- **EXCERPTED TEXT**
┌──

When the Number Looks Wrong

Your ETS balance is only as accurate as the data behind it. A few things can throw it off. If your ETS date was recently extended or changed through re-enlistment paperwork that hasn’t fully processed, the projection may still reflect your old separation date. Leave that was used but not yet posted to your record will also inflate the number. Conversely, if approved leave was entered incorrectly or duplicated, your balance could appear lower than expected.

The Department of Defense requires that accrued leave be “carefully accounted for and accurately identified as to the time and circumstances under which it was earned.” In practice, administrative delays happen. If your ETS balance doesn’t match your own calculations, compare it against your leave records in your branch’s personnel system. Your finance office or unit admin can correct discrepancies, and it’s worth resolving them well before your separation date so your terminal leave or sellback isn’t delayed.

Where to Find It on Your LES

On an active duty Army LES, the ETS balance appears in field 29, labeled “ETS BAL.” Other branches use similar formatting, though the exact field number may vary slightly. It sits in the leave section alongside your brought-forward balance, days earned, days used, and current balance. Reviewing this section each month helps you catch errors early and keeps your separation planning on track.

You can access your LES through myPay, the Defense Finance and Accounting Service portal. Statements are posted monthly, and keeping a few months of records on hand makes it easier to spot unexpected changes in your leave accounting.

└──

- **WHAT YOU SHOULD DO**
In the excerpt about ETS leave balances, which field on an active duty Army LES shows the ETS balance, and what is its label?

Saved data entries:
┌──

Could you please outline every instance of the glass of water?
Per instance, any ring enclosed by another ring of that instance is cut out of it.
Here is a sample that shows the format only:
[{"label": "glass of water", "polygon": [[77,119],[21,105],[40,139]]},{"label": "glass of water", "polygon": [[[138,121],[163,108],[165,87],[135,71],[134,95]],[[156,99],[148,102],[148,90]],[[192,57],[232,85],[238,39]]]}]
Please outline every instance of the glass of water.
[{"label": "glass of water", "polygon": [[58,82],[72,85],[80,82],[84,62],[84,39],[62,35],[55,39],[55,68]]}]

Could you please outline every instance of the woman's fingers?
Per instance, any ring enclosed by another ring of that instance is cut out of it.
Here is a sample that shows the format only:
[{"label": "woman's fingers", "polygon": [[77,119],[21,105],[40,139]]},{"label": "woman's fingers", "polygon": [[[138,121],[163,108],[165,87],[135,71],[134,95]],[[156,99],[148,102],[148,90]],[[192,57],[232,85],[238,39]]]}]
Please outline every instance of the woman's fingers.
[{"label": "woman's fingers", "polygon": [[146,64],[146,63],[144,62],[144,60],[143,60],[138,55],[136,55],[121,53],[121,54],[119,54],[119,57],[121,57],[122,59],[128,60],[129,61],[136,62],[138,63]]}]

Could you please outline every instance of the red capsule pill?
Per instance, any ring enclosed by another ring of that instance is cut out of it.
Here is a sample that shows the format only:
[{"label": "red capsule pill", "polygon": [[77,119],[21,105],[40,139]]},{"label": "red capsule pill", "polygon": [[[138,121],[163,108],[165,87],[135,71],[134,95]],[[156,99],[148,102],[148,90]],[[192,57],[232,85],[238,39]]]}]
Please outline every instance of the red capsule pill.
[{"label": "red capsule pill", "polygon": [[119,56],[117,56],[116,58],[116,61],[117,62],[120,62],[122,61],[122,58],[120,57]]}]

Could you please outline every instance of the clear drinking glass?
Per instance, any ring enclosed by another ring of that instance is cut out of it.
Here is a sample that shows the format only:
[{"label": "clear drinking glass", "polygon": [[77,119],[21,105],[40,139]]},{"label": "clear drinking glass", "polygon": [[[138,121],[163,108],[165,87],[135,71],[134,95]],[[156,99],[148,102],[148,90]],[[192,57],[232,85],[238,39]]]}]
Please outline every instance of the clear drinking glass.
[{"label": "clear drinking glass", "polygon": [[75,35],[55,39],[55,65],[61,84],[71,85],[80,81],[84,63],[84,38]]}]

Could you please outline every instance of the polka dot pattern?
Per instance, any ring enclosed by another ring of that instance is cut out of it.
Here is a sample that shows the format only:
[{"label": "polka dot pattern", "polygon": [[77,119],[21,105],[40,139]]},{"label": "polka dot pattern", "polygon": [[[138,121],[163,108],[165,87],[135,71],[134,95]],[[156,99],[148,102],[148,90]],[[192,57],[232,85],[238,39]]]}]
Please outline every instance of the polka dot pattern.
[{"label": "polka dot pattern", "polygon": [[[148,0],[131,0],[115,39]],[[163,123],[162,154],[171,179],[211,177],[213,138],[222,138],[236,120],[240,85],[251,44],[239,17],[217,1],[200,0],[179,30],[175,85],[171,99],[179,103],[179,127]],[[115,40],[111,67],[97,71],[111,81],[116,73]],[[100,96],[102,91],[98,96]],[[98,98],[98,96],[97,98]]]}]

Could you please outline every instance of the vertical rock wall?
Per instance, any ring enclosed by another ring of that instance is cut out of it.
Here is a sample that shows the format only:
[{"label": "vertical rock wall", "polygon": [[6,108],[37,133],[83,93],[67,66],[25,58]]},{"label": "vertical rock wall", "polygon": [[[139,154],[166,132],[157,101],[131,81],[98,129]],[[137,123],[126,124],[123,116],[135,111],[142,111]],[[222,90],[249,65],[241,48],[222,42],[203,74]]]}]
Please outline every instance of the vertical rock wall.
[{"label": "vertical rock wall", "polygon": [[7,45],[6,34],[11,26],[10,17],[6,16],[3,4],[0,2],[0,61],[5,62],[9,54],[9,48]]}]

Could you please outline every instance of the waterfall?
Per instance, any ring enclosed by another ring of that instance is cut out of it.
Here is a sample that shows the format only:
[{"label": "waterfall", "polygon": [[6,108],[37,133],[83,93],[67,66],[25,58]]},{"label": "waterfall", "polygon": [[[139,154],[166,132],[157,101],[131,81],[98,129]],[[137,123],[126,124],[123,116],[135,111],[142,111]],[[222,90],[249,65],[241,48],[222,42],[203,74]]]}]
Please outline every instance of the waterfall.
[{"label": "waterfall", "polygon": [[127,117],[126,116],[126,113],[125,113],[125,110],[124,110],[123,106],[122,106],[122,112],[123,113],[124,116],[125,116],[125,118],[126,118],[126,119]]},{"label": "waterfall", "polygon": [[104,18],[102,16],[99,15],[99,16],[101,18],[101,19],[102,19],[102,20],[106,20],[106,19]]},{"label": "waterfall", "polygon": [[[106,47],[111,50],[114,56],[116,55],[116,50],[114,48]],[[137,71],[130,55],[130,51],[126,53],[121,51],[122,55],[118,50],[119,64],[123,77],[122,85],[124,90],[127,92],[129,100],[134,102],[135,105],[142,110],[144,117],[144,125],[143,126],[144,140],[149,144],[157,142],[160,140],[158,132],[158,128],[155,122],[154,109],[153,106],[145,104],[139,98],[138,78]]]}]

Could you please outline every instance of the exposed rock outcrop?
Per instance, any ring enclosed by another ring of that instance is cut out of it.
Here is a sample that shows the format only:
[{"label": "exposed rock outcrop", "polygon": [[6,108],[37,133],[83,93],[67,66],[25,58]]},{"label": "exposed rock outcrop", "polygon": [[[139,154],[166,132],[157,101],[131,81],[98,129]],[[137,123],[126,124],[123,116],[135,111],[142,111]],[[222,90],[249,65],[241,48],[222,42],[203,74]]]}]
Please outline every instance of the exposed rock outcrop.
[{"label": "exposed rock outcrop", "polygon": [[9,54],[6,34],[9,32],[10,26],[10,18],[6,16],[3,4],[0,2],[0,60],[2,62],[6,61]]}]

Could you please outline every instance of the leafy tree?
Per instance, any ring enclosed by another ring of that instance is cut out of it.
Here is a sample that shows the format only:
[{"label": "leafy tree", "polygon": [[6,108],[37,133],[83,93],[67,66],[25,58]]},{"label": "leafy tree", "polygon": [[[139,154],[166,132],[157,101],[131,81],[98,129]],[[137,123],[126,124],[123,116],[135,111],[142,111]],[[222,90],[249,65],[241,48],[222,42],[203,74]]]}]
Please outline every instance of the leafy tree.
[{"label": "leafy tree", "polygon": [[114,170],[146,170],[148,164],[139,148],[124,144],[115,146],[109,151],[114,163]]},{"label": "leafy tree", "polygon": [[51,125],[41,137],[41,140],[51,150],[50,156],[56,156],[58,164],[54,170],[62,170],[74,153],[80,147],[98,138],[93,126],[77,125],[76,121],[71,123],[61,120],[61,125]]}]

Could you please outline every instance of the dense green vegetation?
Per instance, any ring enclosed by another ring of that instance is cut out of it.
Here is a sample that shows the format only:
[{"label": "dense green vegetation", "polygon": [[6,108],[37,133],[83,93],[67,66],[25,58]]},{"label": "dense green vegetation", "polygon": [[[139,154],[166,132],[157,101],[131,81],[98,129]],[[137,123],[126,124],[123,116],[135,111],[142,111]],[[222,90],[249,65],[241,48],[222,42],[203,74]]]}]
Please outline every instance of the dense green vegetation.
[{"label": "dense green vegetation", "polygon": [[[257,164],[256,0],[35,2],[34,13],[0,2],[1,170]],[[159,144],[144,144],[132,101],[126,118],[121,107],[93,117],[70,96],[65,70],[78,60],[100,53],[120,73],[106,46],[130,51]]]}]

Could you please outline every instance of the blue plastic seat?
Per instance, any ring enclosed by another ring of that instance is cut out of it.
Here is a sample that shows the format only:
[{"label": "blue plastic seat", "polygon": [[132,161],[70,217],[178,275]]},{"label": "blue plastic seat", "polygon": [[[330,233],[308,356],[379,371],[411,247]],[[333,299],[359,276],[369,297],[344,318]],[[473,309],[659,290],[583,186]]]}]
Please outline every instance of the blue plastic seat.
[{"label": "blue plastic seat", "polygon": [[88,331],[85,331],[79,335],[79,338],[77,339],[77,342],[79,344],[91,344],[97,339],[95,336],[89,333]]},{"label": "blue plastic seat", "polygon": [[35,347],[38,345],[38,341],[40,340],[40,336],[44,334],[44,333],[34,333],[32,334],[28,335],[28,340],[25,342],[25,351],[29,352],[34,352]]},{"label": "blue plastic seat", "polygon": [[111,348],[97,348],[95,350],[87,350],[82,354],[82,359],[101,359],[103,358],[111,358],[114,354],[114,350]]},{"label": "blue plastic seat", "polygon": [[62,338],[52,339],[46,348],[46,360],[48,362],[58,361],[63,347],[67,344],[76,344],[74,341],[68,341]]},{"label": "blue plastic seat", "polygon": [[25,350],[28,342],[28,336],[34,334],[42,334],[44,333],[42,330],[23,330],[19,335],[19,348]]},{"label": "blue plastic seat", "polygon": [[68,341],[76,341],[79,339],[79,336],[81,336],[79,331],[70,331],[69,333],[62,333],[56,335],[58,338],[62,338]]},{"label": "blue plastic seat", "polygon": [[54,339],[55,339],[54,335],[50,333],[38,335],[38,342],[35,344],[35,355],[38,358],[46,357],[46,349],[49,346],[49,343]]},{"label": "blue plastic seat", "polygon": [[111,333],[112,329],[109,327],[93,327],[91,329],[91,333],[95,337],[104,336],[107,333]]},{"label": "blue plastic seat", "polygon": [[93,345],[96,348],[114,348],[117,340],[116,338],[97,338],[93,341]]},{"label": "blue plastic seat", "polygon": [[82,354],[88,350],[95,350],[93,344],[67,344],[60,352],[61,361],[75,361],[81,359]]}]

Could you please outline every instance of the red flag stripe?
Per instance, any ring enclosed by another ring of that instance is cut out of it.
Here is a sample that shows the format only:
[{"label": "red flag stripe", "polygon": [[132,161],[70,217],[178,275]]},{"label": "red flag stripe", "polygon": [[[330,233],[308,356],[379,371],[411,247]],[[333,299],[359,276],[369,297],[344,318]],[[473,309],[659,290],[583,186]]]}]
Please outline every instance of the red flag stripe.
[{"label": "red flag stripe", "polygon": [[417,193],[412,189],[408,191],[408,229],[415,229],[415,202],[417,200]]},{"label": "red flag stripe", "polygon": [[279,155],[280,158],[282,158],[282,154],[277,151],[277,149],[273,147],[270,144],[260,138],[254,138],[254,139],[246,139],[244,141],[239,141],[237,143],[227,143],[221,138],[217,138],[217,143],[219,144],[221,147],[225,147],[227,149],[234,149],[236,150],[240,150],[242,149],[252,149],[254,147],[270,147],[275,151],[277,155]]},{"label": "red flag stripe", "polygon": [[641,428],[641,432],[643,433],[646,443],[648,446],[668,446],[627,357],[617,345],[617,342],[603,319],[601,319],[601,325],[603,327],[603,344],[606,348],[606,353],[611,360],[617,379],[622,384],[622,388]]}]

└──
┌──

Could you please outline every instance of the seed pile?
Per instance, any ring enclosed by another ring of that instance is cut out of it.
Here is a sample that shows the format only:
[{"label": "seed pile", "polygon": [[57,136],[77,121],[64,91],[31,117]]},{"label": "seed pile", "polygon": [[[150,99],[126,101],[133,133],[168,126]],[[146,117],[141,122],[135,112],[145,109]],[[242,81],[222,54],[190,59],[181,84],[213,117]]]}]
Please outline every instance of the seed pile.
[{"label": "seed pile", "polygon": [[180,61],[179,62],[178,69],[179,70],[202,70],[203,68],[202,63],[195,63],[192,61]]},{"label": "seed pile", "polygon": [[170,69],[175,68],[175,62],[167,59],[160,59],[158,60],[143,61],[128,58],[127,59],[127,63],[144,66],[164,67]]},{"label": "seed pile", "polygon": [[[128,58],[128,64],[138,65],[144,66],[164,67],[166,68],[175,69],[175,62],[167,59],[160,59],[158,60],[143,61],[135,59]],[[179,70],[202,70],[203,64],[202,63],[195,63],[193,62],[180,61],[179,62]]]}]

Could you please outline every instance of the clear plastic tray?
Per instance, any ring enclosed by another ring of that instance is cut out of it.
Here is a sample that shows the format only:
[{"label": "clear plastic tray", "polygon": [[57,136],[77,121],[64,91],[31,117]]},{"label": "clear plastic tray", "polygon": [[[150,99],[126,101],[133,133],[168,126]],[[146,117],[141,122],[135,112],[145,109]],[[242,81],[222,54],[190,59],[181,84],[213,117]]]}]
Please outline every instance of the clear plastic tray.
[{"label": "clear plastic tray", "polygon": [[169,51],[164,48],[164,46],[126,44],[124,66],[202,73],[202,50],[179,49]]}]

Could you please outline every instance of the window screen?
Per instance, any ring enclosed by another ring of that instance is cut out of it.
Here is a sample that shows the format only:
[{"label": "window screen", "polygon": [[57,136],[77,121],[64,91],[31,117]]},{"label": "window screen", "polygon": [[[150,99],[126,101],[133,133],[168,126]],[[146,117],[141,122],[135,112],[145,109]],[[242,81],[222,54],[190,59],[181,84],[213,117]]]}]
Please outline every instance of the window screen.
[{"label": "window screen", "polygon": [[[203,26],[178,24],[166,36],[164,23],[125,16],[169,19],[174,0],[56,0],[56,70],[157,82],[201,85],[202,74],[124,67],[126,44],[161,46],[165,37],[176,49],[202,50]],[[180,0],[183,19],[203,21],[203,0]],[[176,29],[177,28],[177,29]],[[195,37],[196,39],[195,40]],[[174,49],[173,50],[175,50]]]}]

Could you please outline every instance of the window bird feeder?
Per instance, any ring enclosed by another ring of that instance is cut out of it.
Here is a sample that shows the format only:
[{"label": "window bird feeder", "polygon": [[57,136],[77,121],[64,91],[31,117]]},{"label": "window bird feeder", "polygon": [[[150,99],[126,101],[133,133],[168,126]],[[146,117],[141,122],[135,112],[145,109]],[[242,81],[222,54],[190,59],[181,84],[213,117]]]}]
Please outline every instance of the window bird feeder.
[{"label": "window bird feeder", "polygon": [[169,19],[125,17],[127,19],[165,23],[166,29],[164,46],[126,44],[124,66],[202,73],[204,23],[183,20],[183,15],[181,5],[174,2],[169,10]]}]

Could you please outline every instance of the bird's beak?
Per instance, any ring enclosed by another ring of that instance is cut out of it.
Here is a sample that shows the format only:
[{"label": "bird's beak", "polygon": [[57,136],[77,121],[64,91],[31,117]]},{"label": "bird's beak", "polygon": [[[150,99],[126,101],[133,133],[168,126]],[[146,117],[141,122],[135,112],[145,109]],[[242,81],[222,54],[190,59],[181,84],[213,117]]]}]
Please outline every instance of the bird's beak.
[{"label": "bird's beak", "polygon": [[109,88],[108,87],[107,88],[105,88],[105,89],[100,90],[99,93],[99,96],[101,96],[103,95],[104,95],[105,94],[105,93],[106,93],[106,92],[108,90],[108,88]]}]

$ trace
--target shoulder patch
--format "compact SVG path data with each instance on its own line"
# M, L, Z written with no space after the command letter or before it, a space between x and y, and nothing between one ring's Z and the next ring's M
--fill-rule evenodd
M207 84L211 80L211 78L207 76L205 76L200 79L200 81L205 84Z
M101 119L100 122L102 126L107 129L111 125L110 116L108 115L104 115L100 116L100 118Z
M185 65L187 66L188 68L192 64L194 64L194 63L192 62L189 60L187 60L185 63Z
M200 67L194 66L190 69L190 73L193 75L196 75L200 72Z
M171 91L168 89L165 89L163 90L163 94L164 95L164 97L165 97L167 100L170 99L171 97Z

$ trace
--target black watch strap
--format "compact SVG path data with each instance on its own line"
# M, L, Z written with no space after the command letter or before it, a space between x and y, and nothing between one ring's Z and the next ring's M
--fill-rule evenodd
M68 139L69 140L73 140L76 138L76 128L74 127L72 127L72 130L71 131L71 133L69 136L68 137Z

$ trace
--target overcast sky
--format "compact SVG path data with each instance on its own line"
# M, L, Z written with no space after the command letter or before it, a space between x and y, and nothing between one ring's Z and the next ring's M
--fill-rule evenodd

└──

- **EXERCISE ANSWER**
Field 29, labeled "ETS BAL."